## start DATA ENTRIES

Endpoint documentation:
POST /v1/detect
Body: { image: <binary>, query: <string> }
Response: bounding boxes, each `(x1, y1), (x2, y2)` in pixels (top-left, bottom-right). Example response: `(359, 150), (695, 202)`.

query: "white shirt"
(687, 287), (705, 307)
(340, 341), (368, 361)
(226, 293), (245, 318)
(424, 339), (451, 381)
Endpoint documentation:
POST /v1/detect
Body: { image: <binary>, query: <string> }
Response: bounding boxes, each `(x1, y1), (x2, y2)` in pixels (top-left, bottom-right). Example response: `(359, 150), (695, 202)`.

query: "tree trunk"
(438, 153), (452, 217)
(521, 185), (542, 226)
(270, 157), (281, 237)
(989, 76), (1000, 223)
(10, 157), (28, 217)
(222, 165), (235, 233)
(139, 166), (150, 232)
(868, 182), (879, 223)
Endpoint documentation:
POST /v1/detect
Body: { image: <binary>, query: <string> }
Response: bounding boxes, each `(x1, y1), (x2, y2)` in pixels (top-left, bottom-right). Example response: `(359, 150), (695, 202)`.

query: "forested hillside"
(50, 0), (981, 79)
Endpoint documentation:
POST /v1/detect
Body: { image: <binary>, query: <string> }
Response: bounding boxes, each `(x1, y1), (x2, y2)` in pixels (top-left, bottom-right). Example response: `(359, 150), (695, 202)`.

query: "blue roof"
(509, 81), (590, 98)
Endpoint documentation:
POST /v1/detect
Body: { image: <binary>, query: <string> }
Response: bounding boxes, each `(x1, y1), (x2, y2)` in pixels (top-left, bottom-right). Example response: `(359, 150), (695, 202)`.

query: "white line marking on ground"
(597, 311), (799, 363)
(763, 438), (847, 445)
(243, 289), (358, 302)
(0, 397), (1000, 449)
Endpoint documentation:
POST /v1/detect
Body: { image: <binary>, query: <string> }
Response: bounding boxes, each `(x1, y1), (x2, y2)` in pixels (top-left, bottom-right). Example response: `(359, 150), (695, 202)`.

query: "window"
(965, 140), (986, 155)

## end DATA ENTRIES

Write out all of the records above again, word for word and in the same order.

Endpoint documentation:
POST /v1/detect
Body: { image: <binary>, query: <string> }
Response: bounding boxes, each `(x1, y1), (x2, y2)` in pixels (top-left, bottom-right). Example response: `(359, 150), (695, 202)`.

query: "white shirt"
(687, 287), (705, 307)
(340, 341), (368, 361)
(226, 293), (245, 318)
(424, 339), (451, 381)
Endpoint documentation:
POST /v1/detect
Body: { image: <binary>, query: <string> }
Response: bounding boxes, each `(x1, y1), (x2, y2)` in pixels (top-left, bottom-right). Example response: `(359, 150), (695, 202)`.

query: "tree trunk"
(438, 153), (452, 217)
(521, 185), (542, 226)
(270, 157), (281, 237)
(989, 76), (1000, 223)
(10, 157), (28, 217)
(222, 165), (235, 233)
(139, 166), (150, 232)
(868, 182), (879, 223)
Endpoint documentation:
POST /v1/detect
Body: { image: <binary>, query: <string> }
Response: bounding boxes, each `(x1, y1), (x2, y2)` in pixels (top-left, bottom-right). Example response: `(359, 150), (695, 202)`.

query: "forested hillside"
(50, 0), (981, 79)
Endpoint documentation:
POST /v1/detect
Body: { image: <binary>, query: <string> }
Response: bounding boxes, each `(x1, y1), (x2, y2)` in pixels (top-left, bottom-right). Example response: `(359, 150), (695, 202)`.

query: "blue roof"
(509, 81), (590, 98)
Endpoint documentation:
POST /v1/detect
Body: { image: <binary>, query: <string> }
Response: bounding boxes, each `(x1, y1), (x2, y2)` in pixels (top-left, bottom-right). Example response: `(359, 150), (695, 202)`.

query: "white line marking on ground"
(597, 311), (799, 363)
(763, 438), (847, 445)
(243, 289), (358, 302)
(0, 397), (1000, 449)
Endpoint documentation:
POST /v1/detect
Body: { image: <binary>, query: <string> }
Response: bounding boxes, each `(x1, y1), (x2, y2)` in pixels (top-left, bottom-right). Example response: `(359, 150), (695, 202)`.

query: "window"
(965, 140), (986, 155)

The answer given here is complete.